GIVEN PASSAGE: Begin

In Russia they call it banya, in Mexico it’s a temazcal. In Japan one visits a sentō, in Finland a savusauna. Cultures around the world recognize the healthful benefits of heat and steam to the body. The Sweat Lodge (inipi wakan) is indigenous to the Americas and is one of the oldest native rituals in North America. Guests gather inside our stone walled sweat space.  As the temperatures rise, sweet herbs are burned to help focus and balance the senses. Used as a prayer circle, a Sweat Lodge offers purification, spiritual renewal, devotion of the heart and clarification of the mind. This is a special opportunity to align yourself with your highest path and deepest intentions. You are held safely, responsibly and with deep attention. Sunrise Springs is fortunate to host this sacred indigenous ritual that is led by a Native American ceremonialist.

What do I wear in the sweat lodge?
Modesty and comfort best describe the attire for the Sweat Lodge. It is respectful for men to wear loose, long bathing suits and t-shirts or light, loose-fitting clothing. Women wearing bathing suits should wrap a towel or sarong around the waist and wear a loose-fitting t-shirt.

PLEASE NOTE THE FOLLOWING

  • If you have any chronic medical conditions, please consult with your medical provider before attending the Sweat Lodge ceremony.   
  • Be sure to drink plenty of water during the day of the ceremony. It is recommended to have had at least 6 glasses of water prior to the event. Lemon water infused with mineral salts are available at Guest Reception. 
  • The lodge is an enclosed circle space and the number of participants may vary. If you have a tendency to react in small, dark spaces, please talk to the facilitator and you can be seated near the door. 

Sign up is required and there is a $65 fee to participate.
This is a memorable experience that we hope you’ll enjoy!

  My favorite was the Spirit Lodge. Concha, a local traditional healer led the practice and provided a container for wholeness and healing–my highest recommendation and gratitude. –Vivian C.

GIVEN PASSAGE: End
RECORDED DATA: Begin

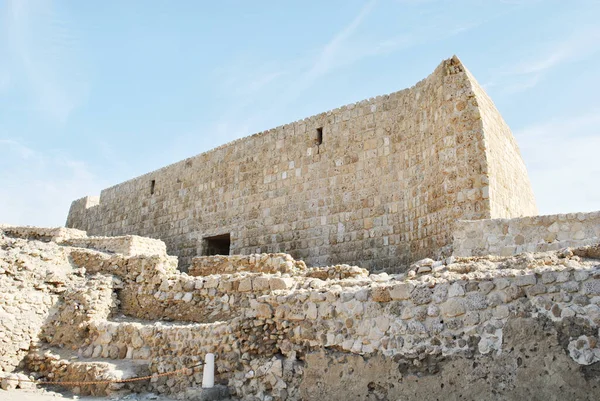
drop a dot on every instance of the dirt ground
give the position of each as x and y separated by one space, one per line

RECORDED DATA: End

## TASK INSTRUCTIONS
List every country named in the first paragraph of the Sweat Lodge page, each paired with the term that paragraph gives for it. The material has no connection to the Sweat Lodge page.

## OUTPUT
Russia: banya
Mexico: temazcal
Japan: sentō
Finland: savusauna